EXERCISE BRIEF:
Please give back, exactly as written, only the line containing "Task — mark the buffalo ear, giving" and every line after it until the data below ends.
Segment Start: SUPPLIED RECORDS
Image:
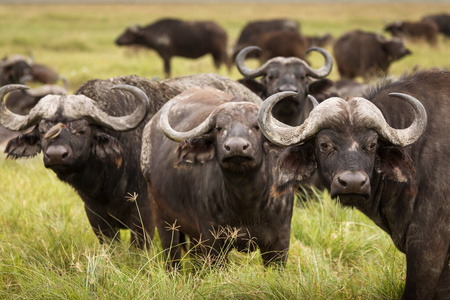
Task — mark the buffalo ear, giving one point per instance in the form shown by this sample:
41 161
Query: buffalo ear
395 164
255 86
322 89
195 150
108 148
24 146
295 165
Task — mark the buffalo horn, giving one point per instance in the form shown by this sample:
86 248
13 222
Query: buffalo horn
123 123
78 107
9 119
178 136
411 134
367 113
283 134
Segment End: SUPPLIED RECORDS
TASK RESPONSE:
Task — mark the buffalo ear, giving one point per instance in the form shown by this sample:
41 161
Query: buffalo ear
395 164
255 86
322 89
195 150
108 148
24 146
295 165
Task — mark the buffalo horn, giving one point per instance in the form shown by this sample:
86 248
13 222
Query: buffalo horn
123 123
78 107
9 119
178 136
411 134
367 113
283 134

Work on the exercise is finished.